Rewrite every line of the material below, adding -121 to each coordinate in the answers and keeping all other lines unchanged. Leave the pictures out.

■ Excerpts of pointing data
----
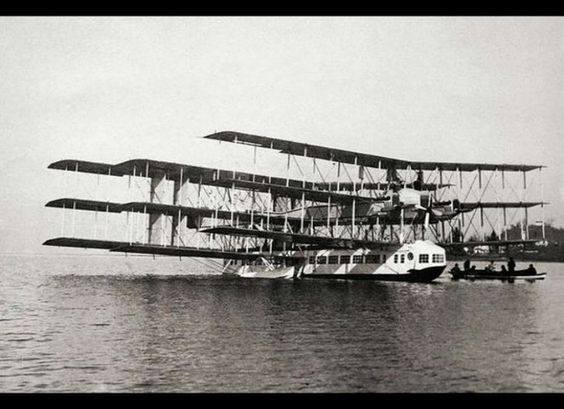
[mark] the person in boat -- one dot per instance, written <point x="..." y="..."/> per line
<point x="531" y="270"/>
<point x="511" y="265"/>
<point x="467" y="264"/>
<point x="490" y="267"/>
----
■ Exercise output
[mark] the person in boat -- one dot per instance, written <point x="..." y="..."/> per line
<point x="410" y="149"/>
<point x="390" y="144"/>
<point x="346" y="143"/>
<point x="369" y="146"/>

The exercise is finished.